**STUDY TEXT:**
※ ※ ※

I underestimated a bad idea whose time I feared was nigh. It’s worse than I knew. But dissent is more fierce than I fancied — and maybe committed enough to triumph.
My last offering, “Pimping the VA” (Aug. 22), fed a studious opposition movement, meetings with activists and a torrent of email with links to disturbing research. The clear consensus: The decision to build a veterans hospital complex on the “Midlands” property near the chronic congestion of Brownsboro Road and the Watterson Expressway must be rescinded.
There ought to be a federal investigation after The Courier-Journal exposed how a “very generous” and suspicious appraisal enabled investors led by developer Jonathan Blue to sell the 35-acre site for $8 million more than its assessed value. We can’t learn enough about that.
A similar outrage transpired earlier this year when the Soterion Corp. negotiated to sell the Drumanard Estate to the Kentucky Transportation Cabinet for $8.3 million — $1.25 million more than its assessed value. The KYTC has steadfastly fought Louisville attorney Bud Hixson’s open records requests for related documents.
Hixson represents the Coalition for the Advancement of Regional Transportation, a party to the suit against the Federal Highway Administration regarding its Ohio River Bridges Project. He tells LEO that CART’s board has unanimously voted to file “on or before Sept. 5” a new complaint alleging violations of three federal laws.
There are some striking parallels between both opposition groups — most notably, they don’t trust traffic studies. In April 2011, CART wrote to Highway Administration Secretary Ray LaHood, “Traffic volumes on the Kennedy Bridge and several major points of approach … are significantly down” since the project was approved in 2003.
Wildly exaggerated traffic projections were cited to justify the two-bridge project.

※ ※ ※

**RECORDED DATA:**
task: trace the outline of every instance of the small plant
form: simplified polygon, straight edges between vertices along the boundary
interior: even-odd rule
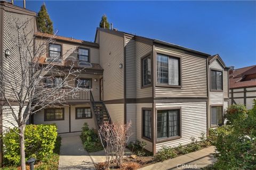
[[[157,161],[163,161],[165,160],[175,158],[177,156],[177,153],[175,149],[172,147],[164,145],[154,156],[154,159]]]

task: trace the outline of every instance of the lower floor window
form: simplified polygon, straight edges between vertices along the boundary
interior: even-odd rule
[[[157,111],[157,138],[180,135],[180,109]]]
[[[45,120],[64,120],[64,108],[45,109]]]
[[[76,119],[85,119],[92,118],[90,108],[76,108]]]
[[[222,107],[211,107],[211,126],[217,126],[223,123]]]

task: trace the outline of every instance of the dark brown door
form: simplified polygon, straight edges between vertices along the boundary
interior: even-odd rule
[[[100,79],[100,100],[103,100],[103,77]]]

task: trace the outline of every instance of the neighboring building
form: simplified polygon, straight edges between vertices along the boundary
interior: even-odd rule
[[[35,33],[35,49],[51,36]],[[63,133],[81,131],[85,122],[97,129],[103,120],[131,120],[130,140],[146,142],[155,153],[163,145],[187,144],[223,122],[229,68],[218,54],[99,28],[94,43],[61,36],[54,41],[45,46],[40,61],[60,55],[59,64],[65,66],[78,60],[77,68],[84,71],[77,80],[92,91],[67,99],[67,106],[35,114],[31,123],[55,123]]]
[[[229,103],[243,104],[247,109],[256,99],[256,65],[229,70]]]

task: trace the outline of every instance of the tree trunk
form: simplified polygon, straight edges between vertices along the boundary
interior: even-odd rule
[[[25,139],[24,133],[26,125],[20,127],[20,166],[21,170],[26,170],[26,157],[25,157]]]

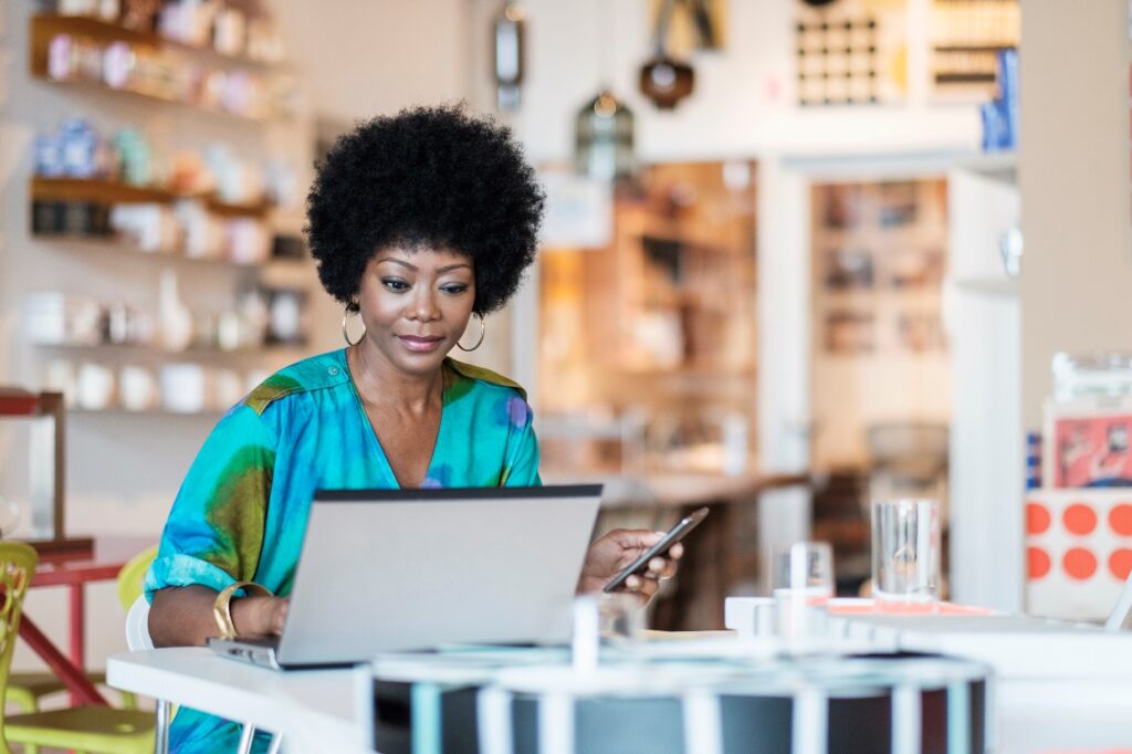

※ ※ ※

**YOUR INSTRUCTIONS:** According to the column on the VA hospital site, how much more than its assessed value did the investors sell the 35-acre property for?

**EXERCISE OUTPUT:** $8 million more than its assessed value.